Finally, there are the Heroes who take action – and make things worse or create more problems. They’ll go on some “mission” for whatever grifter they latched onto that invades privacy, disrupts lives, or accuses the innocent of crimes. Some of them do various forms of misery tourism where they “help” others by swooping in, take a few photos, and pretend to care for an hour. Hours just end up engaging in what is bluntly terrorism, their Hero status replaced with people screaming “false flag” or “lone wolf” – especially the Messiahs they followed.

The heroes are the foot soldiers – and cannon fodder – of the various would-be Messiahs. They’re much easier to rile up today with mass media, internet connectivity, and weakened social bonds. You can sell them a fantasy to keep your grift going with ease.

They’re also easy to rile up because of our media. So many tales sell hero stories, where the hero is righteous, supposedly humble, and of course ultimately justified in their actions. We’ve been told we have to be James Bond, Aragorn, and Jack Reacher. Of course, people want that, and are glad to buy a simulation by whoever will sell it to them.

---

Brief:
Answer these questions using the text on would-be heroes:
1. What three things do heroes on misery tourism do?
2. Whose foot soldiers are the heroes?
3. Which three characters have we been told we have to be?
These items come from a separate source.

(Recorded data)
---

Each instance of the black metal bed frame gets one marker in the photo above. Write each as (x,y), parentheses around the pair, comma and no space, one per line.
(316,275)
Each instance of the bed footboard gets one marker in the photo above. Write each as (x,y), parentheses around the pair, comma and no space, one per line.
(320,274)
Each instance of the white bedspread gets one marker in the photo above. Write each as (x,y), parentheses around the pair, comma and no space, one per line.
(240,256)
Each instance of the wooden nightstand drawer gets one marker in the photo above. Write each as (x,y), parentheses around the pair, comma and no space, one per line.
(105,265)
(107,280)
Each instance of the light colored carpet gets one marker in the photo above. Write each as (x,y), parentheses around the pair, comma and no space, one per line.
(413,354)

---

Task solution:
1. They swoop in, take a few photos, and pretend to care for an hour.
2. The various would-be Messiahs.
3. James Bond, Aragorn, and Jack Reacher.